What the exercise asks: Please give every line below again exactly, but not its pictures.

Record extracts:
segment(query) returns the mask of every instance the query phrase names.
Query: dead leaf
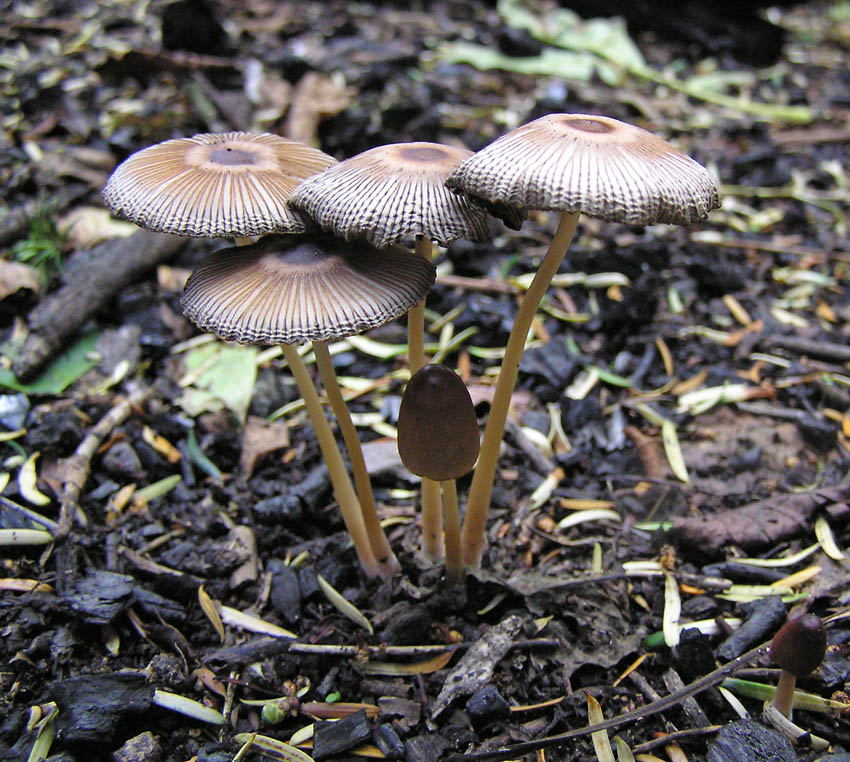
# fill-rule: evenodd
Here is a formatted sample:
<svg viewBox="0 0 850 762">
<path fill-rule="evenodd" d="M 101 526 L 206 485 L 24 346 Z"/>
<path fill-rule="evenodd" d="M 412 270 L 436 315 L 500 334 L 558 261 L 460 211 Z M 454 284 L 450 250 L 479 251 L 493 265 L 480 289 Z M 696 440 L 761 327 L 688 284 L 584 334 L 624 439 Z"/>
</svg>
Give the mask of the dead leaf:
<svg viewBox="0 0 850 762">
<path fill-rule="evenodd" d="M 844 487 L 777 494 L 708 516 L 676 517 L 670 535 L 680 547 L 705 555 L 722 553 L 727 545 L 746 550 L 770 547 L 799 535 L 810 535 L 814 516 L 823 509 L 830 511 L 830 523 L 845 523 L 850 519 L 848 494 Z"/>
<path fill-rule="evenodd" d="M 111 238 L 129 238 L 138 231 L 132 222 L 116 220 L 106 209 L 80 206 L 58 222 L 59 230 L 67 236 L 73 249 L 90 249 Z"/>
<path fill-rule="evenodd" d="M 5 299 L 21 289 L 41 293 L 41 285 L 38 270 L 34 267 L 23 262 L 0 259 L 0 299 Z"/>
<path fill-rule="evenodd" d="M 336 116 L 351 102 L 352 90 L 326 74 L 307 72 L 295 87 L 286 122 L 286 135 L 307 145 L 318 143 L 319 122 Z"/>
<path fill-rule="evenodd" d="M 232 527 L 228 533 L 228 539 L 234 544 L 240 555 L 245 555 L 245 560 L 236 567 L 230 575 L 230 587 L 236 589 L 245 582 L 254 582 L 257 579 L 257 538 L 254 530 L 242 524 Z"/>
<path fill-rule="evenodd" d="M 395 439 L 390 437 L 373 439 L 371 442 L 364 442 L 362 450 L 366 470 L 370 476 L 390 473 L 409 482 L 419 481 L 419 477 L 411 474 L 401 462 Z"/>
<path fill-rule="evenodd" d="M 496 387 L 487 384 L 468 384 L 467 390 L 472 398 L 472 404 L 478 405 L 481 402 L 493 404 L 493 395 L 496 393 Z M 515 391 L 511 395 L 510 413 L 516 420 L 522 420 L 525 413 L 531 407 L 533 397 L 530 392 L 523 389 Z"/>
<path fill-rule="evenodd" d="M 288 446 L 289 427 L 284 421 L 267 421 L 265 418 L 249 415 L 245 421 L 242 456 L 239 460 L 242 475 L 248 479 L 260 458 Z"/>
</svg>

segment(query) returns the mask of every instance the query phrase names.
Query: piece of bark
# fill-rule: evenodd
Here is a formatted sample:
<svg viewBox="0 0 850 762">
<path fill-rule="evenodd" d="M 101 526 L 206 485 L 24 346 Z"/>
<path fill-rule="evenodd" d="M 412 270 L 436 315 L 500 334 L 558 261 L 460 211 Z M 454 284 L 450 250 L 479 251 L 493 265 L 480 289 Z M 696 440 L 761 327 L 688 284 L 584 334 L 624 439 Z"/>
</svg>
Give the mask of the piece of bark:
<svg viewBox="0 0 850 762">
<path fill-rule="evenodd" d="M 29 315 L 30 335 L 12 370 L 19 381 L 32 378 L 98 310 L 122 288 L 173 256 L 186 238 L 140 230 L 96 246 L 85 267 L 69 268 L 68 280 Z"/>
<path fill-rule="evenodd" d="M 438 717 L 456 698 L 469 696 L 490 682 L 496 664 L 510 650 L 520 631 L 522 619 L 509 616 L 482 635 L 452 668 L 440 695 L 431 705 L 431 717 Z"/>
<path fill-rule="evenodd" d="M 673 519 L 670 539 L 680 548 L 716 556 L 728 545 L 745 550 L 770 547 L 810 534 L 815 514 L 825 510 L 836 524 L 850 520 L 847 487 L 827 487 L 799 494 L 774 495 L 749 505 L 708 516 Z"/>
</svg>

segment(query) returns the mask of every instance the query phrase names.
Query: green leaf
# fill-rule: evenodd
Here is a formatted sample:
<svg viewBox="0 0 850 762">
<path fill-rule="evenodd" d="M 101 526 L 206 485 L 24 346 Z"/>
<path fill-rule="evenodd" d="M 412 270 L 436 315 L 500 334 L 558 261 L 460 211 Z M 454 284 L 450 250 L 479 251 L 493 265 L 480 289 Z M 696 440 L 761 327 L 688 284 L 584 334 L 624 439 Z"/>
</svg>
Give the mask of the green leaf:
<svg viewBox="0 0 850 762">
<path fill-rule="evenodd" d="M 186 353 L 192 379 L 180 399 L 189 415 L 220 409 L 223 404 L 239 423 L 245 422 L 257 379 L 257 347 L 215 342 Z"/>
<path fill-rule="evenodd" d="M 449 63 L 465 63 L 481 71 L 502 69 L 517 74 L 558 76 L 587 82 L 596 70 L 598 59 L 588 53 L 546 48 L 539 56 L 514 58 L 472 42 L 450 42 L 440 47 L 439 55 Z"/>
<path fill-rule="evenodd" d="M 28 384 L 20 383 L 9 368 L 0 367 L 0 387 L 24 394 L 61 394 L 80 376 L 99 362 L 94 355 L 99 334 L 83 336 L 70 349 L 60 354 L 38 378 Z"/>
</svg>

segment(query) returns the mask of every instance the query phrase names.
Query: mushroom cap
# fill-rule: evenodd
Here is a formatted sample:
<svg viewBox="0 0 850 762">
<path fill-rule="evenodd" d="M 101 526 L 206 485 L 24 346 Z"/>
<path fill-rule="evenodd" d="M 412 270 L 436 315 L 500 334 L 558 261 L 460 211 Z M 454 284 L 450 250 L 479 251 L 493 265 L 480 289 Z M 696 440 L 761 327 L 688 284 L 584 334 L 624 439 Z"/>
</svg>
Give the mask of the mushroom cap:
<svg viewBox="0 0 850 762">
<path fill-rule="evenodd" d="M 414 373 L 398 411 L 398 454 L 407 470 L 457 479 L 475 465 L 480 447 L 475 407 L 460 376 L 445 365 Z"/>
<path fill-rule="evenodd" d="M 826 631 L 816 614 L 789 619 L 770 641 L 771 658 L 794 677 L 817 669 L 825 653 Z"/>
<path fill-rule="evenodd" d="M 301 232 L 286 200 L 336 159 L 278 135 L 206 133 L 166 140 L 125 159 L 103 198 L 115 214 L 160 233 L 241 238 Z"/>
<path fill-rule="evenodd" d="M 349 241 L 365 239 L 373 246 L 415 235 L 443 246 L 457 238 L 484 241 L 492 237 L 487 211 L 445 186 L 446 178 L 471 155 L 465 148 L 440 143 L 378 146 L 308 178 L 289 205 L 329 233 Z M 501 211 L 506 224 L 522 224 L 519 211 Z"/>
<path fill-rule="evenodd" d="M 199 328 L 229 341 L 327 341 L 404 314 L 434 276 L 430 262 L 403 247 L 273 235 L 207 257 L 186 282 L 182 306 Z"/>
<path fill-rule="evenodd" d="M 464 161 L 446 184 L 522 209 L 582 212 L 611 222 L 688 224 L 720 206 L 708 170 L 640 127 L 549 114 Z"/>
</svg>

Finished task:
segment(query) returns the mask of every instance the query phrase names.
Query: dead leaf
# fill-rule: evenodd
Here is a formatted sample:
<svg viewBox="0 0 850 762">
<path fill-rule="evenodd" d="M 101 526 L 206 485 L 24 346 Z"/>
<path fill-rule="evenodd" d="M 412 270 L 436 315 L 500 334 L 558 261 L 460 211 Z M 454 284 L 450 250 L 479 251 L 493 265 L 480 289 Z M 696 440 L 761 327 L 688 284 L 584 334 L 624 439 Z"/>
</svg>
Give the mask of the dead leaf:
<svg viewBox="0 0 850 762">
<path fill-rule="evenodd" d="M 844 487 L 777 494 L 708 516 L 676 517 L 670 535 L 680 547 L 705 555 L 722 553 L 727 545 L 746 550 L 770 547 L 799 535 L 810 535 L 814 516 L 823 509 L 830 511 L 830 523 L 845 523 L 850 519 L 848 494 Z"/>
<path fill-rule="evenodd" d="M 111 238 L 129 238 L 138 231 L 132 222 L 116 220 L 106 209 L 80 206 L 58 222 L 59 230 L 67 236 L 73 249 L 90 249 Z"/>
<path fill-rule="evenodd" d="M 5 299 L 21 289 L 41 293 L 41 285 L 38 270 L 34 267 L 23 262 L 0 259 L 0 299 Z"/>
<path fill-rule="evenodd" d="M 336 116 L 351 102 L 352 90 L 326 74 L 307 72 L 295 87 L 286 122 L 286 135 L 307 145 L 318 143 L 319 122 Z"/>
<path fill-rule="evenodd" d="M 232 527 L 228 533 L 228 539 L 234 544 L 240 555 L 245 555 L 245 560 L 236 567 L 230 575 L 230 587 L 236 589 L 245 582 L 254 582 L 257 579 L 257 538 L 254 530 L 242 524 Z"/>
<path fill-rule="evenodd" d="M 395 439 L 390 437 L 373 439 L 371 442 L 364 442 L 362 450 L 366 470 L 370 476 L 390 473 L 409 482 L 419 481 L 419 477 L 411 474 L 401 462 Z"/>
<path fill-rule="evenodd" d="M 496 387 L 487 384 L 468 384 L 467 390 L 472 398 L 472 404 L 478 405 L 481 402 L 493 404 L 493 395 L 496 393 Z M 515 391 L 511 395 L 510 413 L 516 420 L 522 420 L 525 413 L 531 407 L 533 397 L 530 392 L 523 389 Z"/>
<path fill-rule="evenodd" d="M 288 446 L 289 427 L 284 421 L 267 421 L 265 418 L 249 415 L 245 421 L 242 456 L 239 460 L 242 475 L 248 479 L 260 458 Z"/>
</svg>

segment(query) returns the mask of every instance the query phrase names.
Query: piece of bark
# fill-rule: evenodd
Here is a formatted sample:
<svg viewBox="0 0 850 762">
<path fill-rule="evenodd" d="M 101 526 L 206 485 L 24 346 Z"/>
<path fill-rule="evenodd" d="M 412 270 L 436 315 L 500 334 L 558 261 L 460 211 Z M 454 284 L 450 250 L 479 251 L 493 265 L 480 289 Z M 696 440 L 761 327 L 688 284 L 584 334 L 624 439 Z"/>
</svg>
Give the mask of the piece of bark:
<svg viewBox="0 0 850 762">
<path fill-rule="evenodd" d="M 29 315 L 30 335 L 12 370 L 19 381 L 32 378 L 98 310 L 122 288 L 173 256 L 186 238 L 140 230 L 96 246 L 85 267 L 69 268 L 68 280 Z"/>
<path fill-rule="evenodd" d="M 438 717 L 456 698 L 469 696 L 490 682 L 496 664 L 510 650 L 520 631 L 522 619 L 509 616 L 482 635 L 452 668 L 440 695 L 431 705 L 431 717 Z"/>
<path fill-rule="evenodd" d="M 673 519 L 670 539 L 680 548 L 716 556 L 728 545 L 745 550 L 770 547 L 810 534 L 815 514 L 825 510 L 836 524 L 850 520 L 847 487 L 827 487 L 799 494 L 774 495 L 749 505 L 708 516 Z"/>
</svg>

segment(query) returns the mask of every instance the query phrase names.
Query: green leaf
# fill-rule: evenodd
Here is a formatted sample:
<svg viewBox="0 0 850 762">
<path fill-rule="evenodd" d="M 101 526 L 206 485 L 24 346 Z"/>
<path fill-rule="evenodd" d="M 412 270 L 436 315 L 500 334 L 558 261 L 460 211 Z M 454 284 L 450 250 L 479 251 L 493 265 L 480 289 Z M 696 440 L 761 327 L 688 284 L 584 334 L 624 439 Z"/>
</svg>
Give the mask of the green leaf:
<svg viewBox="0 0 850 762">
<path fill-rule="evenodd" d="M 186 353 L 192 379 L 180 399 L 189 415 L 220 409 L 223 404 L 239 423 L 245 422 L 257 379 L 257 347 L 215 342 Z"/>
<path fill-rule="evenodd" d="M 449 63 L 465 63 L 481 71 L 502 69 L 517 74 L 558 76 L 587 82 L 596 70 L 598 59 L 588 53 L 546 48 L 539 56 L 514 58 L 472 42 L 450 42 L 440 47 L 439 55 Z"/>
<path fill-rule="evenodd" d="M 28 384 L 20 383 L 9 368 L 0 367 L 0 387 L 24 394 L 61 394 L 80 376 L 99 362 L 94 355 L 99 334 L 83 336 L 70 349 L 60 354 L 38 378 Z"/>
</svg>

segment(query) returns the mask of every instance the query phrase names.
Query: mushroom cap
# fill-rule: evenodd
Here is a formatted sample:
<svg viewBox="0 0 850 762">
<path fill-rule="evenodd" d="M 101 526 L 206 485 L 24 346 Z"/>
<path fill-rule="evenodd" d="M 412 270 L 436 315 L 500 334 L 558 261 L 460 211 Z M 454 284 L 450 250 L 479 251 L 493 265 L 480 289 Z M 696 440 L 761 327 L 688 284 L 584 334 L 624 439 Z"/>
</svg>
Give the mask of the mushroom cap:
<svg viewBox="0 0 850 762">
<path fill-rule="evenodd" d="M 414 373 L 398 411 L 398 454 L 407 470 L 457 479 L 475 465 L 480 447 L 475 407 L 460 376 L 445 365 Z"/>
<path fill-rule="evenodd" d="M 826 631 L 816 614 L 789 619 L 770 641 L 771 658 L 794 677 L 817 669 L 825 653 Z"/>
<path fill-rule="evenodd" d="M 301 232 L 286 200 L 336 159 L 278 135 L 206 133 L 166 140 L 125 159 L 103 198 L 115 214 L 160 233 L 241 238 Z"/>
<path fill-rule="evenodd" d="M 349 241 L 365 239 L 373 246 L 415 235 L 443 246 L 457 238 L 484 241 L 492 237 L 487 211 L 445 186 L 446 178 L 471 155 L 465 148 L 440 143 L 378 146 L 308 178 L 289 205 L 329 233 Z M 501 211 L 506 224 L 522 224 L 519 211 Z"/>
<path fill-rule="evenodd" d="M 199 328 L 229 341 L 327 341 L 404 314 L 434 276 L 430 262 L 403 247 L 273 235 L 207 257 L 186 282 L 182 306 Z"/>
<path fill-rule="evenodd" d="M 464 161 L 446 184 L 522 209 L 582 212 L 611 222 L 688 224 L 720 206 L 708 170 L 640 127 L 549 114 Z"/>
</svg>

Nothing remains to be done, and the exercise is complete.